◆ WHAT IS NEEDED ◆
Please repeat word for word the part of the Kentia Palm text below that starts at "There are two" and ends at "for your plant.".

There are a few key indicators you should look for to determine whether underwatering is causing your Kentia Palm’s leaves to droop down.
The leaves are dry and crispy
Along with drooping leaves, if the leaves on your Kentia Palm are also very dry, crispy or break easily if touched, then you are probably underwatering your Palm. If the issue goes on for a while you may also see that the leaves are starting to turn brown.
The potting mix is dry
An easy way to see if the drooping leaves are caused by underwatering is by taking the plant out of its pot and inspecting the potting mix. If the soil feels very dry to touch, almost like dust, and doesn’t stick to your fingers, the roots or the pot then your plant needs more water. It will also appear quite light in colour.
The soil is coming away from the sides of the pot
This is a great method to be able to tell if your plant is being underwatered just by looking at it. As the soil dries out it will compact and come away from the pot.
Use a moisture meter
This is the most accurate way of measuring soil moisture. You simply pop them in the soil and it will tell you how much moisture is in the soil so you can be 100% sure you are watering your plants correctly. A must-have for every plant parent!
How do I fix an underwatered Kentia Palm?
Your first instinct may be to drown your Kentia Palm in water to stop the leaves from drooping and make up for all the times it went without water. However, if your Kentia Palm’s environment changes very suddenly it can cause your plant to go into shock (yes plants can be pretty adverse to change as well!
Instead, you want to slowly reintroduce watering by giving your Palm a little once a day for one week. This will slowly dampen the soil but won’t shock your plant and you should start to see your plant returning to full health. In future, try increasing either how deeply you water your Kentia Palm each time or increasing the frequency of watering.
Cold temperatures could also be to blame
Another potential cause of drooping leaves on a Kentia Palm is extremely cold temperatures. They need warm environments to properly thrive and can get quite shocked and damaged by cold air and drafts. Whilst this won’t cause your plant to droop from one day to the next, if the issue persists you will start to notice issues developing.
There are two main things to watch out for when it comes to cold airstreams and drafts. Firstly, small cracks in windows and external doors can expose your plant to some really cold temperatures at night so make sure that you draft-proof any windows or doors that are close to your Kentia Palm. Secondly, make sure that your plant isn’t too close to any air conditioning vents as whilst the cool air is a nice break from the heat for you, it can cause some issues for your plant.
Pests are a concerning cause of a drooping Kentia Palm
Whilst this is a rarer issue (especially for plants that are always indoors), pests can take hold of your plant and cause several problems including drooping leaves and stems. However, if you catch the problem early, you can have a lot of success fighting against the pests.

◆ DATA TO EXAMINE ◆
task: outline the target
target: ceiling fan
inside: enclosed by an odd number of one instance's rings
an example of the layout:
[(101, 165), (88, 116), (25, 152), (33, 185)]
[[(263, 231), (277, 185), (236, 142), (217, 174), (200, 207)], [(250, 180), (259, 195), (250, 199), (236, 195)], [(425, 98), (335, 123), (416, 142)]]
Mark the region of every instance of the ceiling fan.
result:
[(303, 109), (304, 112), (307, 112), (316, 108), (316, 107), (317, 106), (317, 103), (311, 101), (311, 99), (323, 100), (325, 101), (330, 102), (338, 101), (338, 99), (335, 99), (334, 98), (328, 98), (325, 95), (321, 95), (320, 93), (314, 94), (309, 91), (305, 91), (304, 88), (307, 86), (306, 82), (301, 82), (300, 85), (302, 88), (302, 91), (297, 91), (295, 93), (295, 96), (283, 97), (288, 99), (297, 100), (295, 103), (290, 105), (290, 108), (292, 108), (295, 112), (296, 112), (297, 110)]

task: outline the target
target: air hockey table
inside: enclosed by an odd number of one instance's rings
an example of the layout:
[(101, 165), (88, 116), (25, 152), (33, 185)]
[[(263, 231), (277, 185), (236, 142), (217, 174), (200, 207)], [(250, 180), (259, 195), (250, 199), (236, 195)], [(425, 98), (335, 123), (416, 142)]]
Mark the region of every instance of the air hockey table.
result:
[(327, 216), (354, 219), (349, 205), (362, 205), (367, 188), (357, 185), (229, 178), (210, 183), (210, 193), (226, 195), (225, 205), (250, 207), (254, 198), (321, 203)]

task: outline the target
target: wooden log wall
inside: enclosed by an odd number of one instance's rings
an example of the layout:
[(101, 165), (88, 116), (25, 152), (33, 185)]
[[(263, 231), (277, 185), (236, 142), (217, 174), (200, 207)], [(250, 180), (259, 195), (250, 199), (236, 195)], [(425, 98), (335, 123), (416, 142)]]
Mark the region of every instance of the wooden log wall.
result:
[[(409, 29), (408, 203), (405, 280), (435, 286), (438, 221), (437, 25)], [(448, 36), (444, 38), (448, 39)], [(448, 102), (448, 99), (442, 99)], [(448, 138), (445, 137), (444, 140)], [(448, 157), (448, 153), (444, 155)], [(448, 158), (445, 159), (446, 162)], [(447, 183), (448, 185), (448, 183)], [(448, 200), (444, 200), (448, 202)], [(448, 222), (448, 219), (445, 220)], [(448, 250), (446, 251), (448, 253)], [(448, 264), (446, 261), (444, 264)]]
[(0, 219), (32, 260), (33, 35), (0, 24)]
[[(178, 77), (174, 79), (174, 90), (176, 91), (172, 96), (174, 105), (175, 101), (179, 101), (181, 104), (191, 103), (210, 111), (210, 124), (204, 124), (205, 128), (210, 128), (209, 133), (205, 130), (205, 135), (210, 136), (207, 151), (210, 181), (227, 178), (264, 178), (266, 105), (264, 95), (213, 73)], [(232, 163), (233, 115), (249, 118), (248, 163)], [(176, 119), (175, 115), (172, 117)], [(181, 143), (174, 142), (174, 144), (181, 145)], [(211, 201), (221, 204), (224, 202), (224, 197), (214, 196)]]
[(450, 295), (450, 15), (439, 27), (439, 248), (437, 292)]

◆ OUTPUT FOR THIS TASK ◆
There are two main things to watch out for when it comes to cold airstreams and drafts. Firstly, small cracks in windows and external doors can expose your plant to some really cold temperatures at night so make sure that you draft-proof any windows or doors that are close to your Kentia Palm. Secondly, make sure that your plant isn’t too close to any air conditioning vents as whilst the cool air is a nice break from the heat for you, it can cause some issues for your plant.